**PROBLEM DETAILS**
Emit the line that holds "Could you spot the trailer tire" and all lines following it through the end of the data, verbatim, and nothing else.
---------- TASK INPUTS
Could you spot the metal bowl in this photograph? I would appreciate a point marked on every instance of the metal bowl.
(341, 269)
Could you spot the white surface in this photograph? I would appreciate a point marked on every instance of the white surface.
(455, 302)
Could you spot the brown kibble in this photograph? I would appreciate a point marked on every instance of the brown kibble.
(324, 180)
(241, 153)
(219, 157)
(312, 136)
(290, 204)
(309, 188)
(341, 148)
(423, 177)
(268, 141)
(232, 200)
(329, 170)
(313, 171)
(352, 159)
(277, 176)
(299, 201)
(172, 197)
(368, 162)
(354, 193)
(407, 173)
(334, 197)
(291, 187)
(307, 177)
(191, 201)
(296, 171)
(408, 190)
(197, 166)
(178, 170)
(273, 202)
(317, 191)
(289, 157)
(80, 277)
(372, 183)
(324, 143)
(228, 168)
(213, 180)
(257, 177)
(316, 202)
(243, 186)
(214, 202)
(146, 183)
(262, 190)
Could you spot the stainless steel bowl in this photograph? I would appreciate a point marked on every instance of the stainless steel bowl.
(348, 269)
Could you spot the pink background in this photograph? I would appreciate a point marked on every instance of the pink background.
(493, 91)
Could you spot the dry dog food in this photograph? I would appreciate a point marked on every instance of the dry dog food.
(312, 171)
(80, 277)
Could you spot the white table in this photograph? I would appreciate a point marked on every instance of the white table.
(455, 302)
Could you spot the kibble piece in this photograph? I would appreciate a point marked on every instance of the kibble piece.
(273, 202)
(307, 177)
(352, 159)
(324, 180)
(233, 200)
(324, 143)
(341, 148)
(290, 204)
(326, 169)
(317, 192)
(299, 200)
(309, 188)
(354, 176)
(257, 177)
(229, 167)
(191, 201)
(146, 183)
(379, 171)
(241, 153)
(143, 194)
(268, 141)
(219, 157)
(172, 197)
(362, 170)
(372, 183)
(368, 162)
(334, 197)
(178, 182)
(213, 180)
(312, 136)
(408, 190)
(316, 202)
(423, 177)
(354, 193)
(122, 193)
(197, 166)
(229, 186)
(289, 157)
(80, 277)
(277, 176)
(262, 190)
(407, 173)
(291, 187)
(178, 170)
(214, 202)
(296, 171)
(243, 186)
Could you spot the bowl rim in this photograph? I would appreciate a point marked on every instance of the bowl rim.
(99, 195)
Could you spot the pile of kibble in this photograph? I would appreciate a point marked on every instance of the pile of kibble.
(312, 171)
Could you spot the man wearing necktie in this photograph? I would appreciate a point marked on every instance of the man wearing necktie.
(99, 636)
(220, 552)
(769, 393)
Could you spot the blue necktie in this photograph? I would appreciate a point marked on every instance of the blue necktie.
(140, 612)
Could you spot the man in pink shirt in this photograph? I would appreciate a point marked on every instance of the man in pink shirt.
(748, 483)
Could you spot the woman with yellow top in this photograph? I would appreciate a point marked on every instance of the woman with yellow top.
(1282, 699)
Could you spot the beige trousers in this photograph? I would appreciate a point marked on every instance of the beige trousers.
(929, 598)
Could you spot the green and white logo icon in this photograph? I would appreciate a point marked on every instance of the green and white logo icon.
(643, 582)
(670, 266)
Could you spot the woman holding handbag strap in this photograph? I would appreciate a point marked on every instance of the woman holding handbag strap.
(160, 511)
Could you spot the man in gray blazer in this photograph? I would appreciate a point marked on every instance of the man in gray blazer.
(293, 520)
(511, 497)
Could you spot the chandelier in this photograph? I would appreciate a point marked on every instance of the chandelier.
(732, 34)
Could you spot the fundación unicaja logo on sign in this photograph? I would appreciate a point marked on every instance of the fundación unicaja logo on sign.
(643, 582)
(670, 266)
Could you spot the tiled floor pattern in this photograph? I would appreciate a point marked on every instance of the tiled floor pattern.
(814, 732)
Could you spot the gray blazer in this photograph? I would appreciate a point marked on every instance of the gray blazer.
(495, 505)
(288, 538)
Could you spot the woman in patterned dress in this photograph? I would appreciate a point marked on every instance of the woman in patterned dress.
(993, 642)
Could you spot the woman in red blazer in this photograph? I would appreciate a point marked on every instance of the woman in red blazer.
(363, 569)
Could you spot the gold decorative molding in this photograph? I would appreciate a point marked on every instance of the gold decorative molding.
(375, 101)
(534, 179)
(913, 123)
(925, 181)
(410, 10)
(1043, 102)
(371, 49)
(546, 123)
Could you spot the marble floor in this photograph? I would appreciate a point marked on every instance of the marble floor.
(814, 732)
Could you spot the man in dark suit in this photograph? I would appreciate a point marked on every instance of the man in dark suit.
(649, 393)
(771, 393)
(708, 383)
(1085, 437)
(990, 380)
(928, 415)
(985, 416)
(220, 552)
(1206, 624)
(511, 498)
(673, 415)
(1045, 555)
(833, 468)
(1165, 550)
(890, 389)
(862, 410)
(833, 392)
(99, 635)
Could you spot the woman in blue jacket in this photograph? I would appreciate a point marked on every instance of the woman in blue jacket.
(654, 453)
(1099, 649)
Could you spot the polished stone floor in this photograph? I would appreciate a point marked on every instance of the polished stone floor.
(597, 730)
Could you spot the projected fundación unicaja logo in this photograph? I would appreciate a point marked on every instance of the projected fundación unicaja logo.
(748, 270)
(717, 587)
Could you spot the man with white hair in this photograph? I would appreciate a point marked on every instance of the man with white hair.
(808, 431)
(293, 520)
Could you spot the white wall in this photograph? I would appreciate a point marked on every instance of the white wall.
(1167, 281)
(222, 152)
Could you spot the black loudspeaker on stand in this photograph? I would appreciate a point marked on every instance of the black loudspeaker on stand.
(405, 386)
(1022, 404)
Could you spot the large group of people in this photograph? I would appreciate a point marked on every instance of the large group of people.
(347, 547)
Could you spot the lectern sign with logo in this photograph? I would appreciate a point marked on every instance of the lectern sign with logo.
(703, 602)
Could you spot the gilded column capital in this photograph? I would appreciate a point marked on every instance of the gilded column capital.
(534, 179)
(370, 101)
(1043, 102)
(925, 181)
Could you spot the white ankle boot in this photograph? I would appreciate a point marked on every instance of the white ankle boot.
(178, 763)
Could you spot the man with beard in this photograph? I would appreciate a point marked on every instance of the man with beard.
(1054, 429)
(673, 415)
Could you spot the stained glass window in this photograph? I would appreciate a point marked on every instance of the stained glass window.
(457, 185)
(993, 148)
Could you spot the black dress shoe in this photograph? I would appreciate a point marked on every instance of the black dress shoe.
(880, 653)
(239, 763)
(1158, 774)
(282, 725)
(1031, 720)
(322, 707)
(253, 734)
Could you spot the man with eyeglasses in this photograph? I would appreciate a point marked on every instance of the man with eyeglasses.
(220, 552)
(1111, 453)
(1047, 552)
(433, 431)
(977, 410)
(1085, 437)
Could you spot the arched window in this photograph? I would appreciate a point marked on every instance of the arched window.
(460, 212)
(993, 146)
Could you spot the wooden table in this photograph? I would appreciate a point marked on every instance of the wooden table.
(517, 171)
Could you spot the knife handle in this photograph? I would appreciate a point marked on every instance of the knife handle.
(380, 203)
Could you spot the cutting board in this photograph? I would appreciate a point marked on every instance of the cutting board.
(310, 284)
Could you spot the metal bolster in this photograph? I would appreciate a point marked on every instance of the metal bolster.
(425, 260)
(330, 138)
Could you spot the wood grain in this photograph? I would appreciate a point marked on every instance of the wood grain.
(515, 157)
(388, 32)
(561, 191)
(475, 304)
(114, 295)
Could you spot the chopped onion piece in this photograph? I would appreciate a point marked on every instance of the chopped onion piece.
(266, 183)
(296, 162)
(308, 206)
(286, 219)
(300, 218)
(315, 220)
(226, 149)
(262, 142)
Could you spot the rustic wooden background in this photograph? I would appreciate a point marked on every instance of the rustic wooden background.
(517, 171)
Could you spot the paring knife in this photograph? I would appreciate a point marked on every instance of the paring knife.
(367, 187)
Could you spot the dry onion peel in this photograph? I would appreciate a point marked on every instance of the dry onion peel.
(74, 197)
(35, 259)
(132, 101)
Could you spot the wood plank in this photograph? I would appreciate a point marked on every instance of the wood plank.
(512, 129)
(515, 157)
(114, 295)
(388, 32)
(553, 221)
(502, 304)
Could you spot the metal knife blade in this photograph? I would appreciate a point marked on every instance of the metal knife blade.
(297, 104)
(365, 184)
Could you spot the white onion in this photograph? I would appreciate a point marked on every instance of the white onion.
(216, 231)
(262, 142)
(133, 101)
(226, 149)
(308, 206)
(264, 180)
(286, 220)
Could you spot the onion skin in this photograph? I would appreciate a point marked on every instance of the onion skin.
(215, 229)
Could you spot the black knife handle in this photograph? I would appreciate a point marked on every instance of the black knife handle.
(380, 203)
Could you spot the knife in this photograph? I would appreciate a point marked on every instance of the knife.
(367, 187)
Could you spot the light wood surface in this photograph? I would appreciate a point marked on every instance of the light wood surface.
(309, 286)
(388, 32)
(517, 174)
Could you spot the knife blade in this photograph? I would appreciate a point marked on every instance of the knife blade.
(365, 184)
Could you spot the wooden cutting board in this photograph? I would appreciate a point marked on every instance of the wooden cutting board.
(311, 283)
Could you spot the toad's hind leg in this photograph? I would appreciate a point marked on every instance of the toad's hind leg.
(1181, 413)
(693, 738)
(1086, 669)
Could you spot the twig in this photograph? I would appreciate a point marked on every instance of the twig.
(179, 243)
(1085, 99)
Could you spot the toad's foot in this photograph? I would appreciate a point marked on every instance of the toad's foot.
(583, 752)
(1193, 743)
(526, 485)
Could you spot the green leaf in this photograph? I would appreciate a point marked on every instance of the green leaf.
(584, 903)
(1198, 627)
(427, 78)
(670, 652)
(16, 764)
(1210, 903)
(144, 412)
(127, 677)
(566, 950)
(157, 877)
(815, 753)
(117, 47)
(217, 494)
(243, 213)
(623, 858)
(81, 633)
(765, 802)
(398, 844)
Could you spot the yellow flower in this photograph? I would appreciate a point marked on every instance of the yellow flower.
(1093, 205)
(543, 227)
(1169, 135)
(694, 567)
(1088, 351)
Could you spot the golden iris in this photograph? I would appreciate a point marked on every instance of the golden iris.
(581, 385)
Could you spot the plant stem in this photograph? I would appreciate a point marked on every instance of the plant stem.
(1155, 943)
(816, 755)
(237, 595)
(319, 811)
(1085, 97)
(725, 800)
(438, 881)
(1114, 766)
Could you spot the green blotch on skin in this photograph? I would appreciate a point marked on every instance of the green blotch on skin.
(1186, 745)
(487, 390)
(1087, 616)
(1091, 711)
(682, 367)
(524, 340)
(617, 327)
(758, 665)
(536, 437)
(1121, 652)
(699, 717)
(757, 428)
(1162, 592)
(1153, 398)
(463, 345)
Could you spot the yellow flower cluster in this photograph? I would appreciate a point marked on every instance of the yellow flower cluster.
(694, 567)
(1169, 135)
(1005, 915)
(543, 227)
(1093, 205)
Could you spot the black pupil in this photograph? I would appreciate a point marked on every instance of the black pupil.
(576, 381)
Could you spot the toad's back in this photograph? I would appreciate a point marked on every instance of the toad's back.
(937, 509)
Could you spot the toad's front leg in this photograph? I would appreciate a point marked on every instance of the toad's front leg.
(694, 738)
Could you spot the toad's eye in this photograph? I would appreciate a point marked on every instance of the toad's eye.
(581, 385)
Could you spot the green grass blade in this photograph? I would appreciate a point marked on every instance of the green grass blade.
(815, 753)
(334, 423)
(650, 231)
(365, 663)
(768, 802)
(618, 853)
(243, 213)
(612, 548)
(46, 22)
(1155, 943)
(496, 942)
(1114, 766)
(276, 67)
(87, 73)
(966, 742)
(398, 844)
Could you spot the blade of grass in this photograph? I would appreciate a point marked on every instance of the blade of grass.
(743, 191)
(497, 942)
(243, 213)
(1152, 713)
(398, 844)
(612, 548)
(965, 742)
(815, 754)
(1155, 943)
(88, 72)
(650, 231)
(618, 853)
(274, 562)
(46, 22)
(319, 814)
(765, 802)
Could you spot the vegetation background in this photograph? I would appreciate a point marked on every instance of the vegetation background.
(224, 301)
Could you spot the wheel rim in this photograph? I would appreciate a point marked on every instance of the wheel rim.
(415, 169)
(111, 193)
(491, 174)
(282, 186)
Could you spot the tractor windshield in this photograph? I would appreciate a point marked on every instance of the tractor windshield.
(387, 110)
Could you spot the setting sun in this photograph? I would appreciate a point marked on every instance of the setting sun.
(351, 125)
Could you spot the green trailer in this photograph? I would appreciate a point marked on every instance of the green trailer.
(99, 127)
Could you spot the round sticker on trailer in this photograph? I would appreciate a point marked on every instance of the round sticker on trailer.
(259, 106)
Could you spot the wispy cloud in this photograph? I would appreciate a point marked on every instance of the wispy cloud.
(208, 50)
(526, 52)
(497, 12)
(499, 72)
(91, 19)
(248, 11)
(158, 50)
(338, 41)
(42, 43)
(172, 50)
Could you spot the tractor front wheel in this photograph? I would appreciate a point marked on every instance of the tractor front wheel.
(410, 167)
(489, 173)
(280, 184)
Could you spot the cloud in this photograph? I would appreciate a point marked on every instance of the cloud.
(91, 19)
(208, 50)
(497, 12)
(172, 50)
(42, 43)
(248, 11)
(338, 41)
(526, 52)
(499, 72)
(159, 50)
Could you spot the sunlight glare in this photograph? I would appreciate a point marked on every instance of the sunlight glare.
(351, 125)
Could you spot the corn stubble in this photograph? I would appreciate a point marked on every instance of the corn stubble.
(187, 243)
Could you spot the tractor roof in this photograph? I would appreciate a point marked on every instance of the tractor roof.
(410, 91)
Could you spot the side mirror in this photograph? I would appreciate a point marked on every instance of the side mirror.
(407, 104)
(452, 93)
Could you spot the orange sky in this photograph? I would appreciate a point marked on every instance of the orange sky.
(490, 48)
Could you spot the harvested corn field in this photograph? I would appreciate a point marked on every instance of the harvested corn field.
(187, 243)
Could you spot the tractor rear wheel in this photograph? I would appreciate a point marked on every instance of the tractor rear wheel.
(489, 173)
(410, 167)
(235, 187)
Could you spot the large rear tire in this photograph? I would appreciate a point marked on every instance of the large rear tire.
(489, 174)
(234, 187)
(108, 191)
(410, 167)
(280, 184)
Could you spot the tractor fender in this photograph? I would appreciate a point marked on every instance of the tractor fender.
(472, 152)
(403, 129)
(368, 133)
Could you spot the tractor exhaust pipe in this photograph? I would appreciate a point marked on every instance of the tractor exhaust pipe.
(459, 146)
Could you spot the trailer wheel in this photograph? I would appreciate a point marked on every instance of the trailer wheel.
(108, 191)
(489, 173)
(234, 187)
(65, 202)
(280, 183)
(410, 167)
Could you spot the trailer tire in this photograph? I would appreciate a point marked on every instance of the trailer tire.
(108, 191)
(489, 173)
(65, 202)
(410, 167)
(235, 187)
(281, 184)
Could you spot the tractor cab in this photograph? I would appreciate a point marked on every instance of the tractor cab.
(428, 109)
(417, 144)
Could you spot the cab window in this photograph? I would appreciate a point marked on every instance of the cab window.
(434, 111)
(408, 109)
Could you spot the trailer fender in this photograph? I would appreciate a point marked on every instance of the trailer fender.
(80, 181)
--------------------
**TASK RESULT**
Could you spot the trailer tire in this photograph? I would appreciate a point marked on every instance of the trailer tire.
(108, 191)
(489, 173)
(65, 202)
(410, 167)
(235, 187)
(281, 184)
Could you spot the tractor cab in this photograph? I would appreciate a point marked on every instance of the tractor cab.
(428, 109)
(417, 144)
Could you spot the cab window in this photograph? I would appreciate a point marked on every instance of the cab window.
(434, 111)
(408, 109)
Could you spot the trailer fender in this photograph? I would appreciate a point marked on every instance of the trailer fender.
(80, 181)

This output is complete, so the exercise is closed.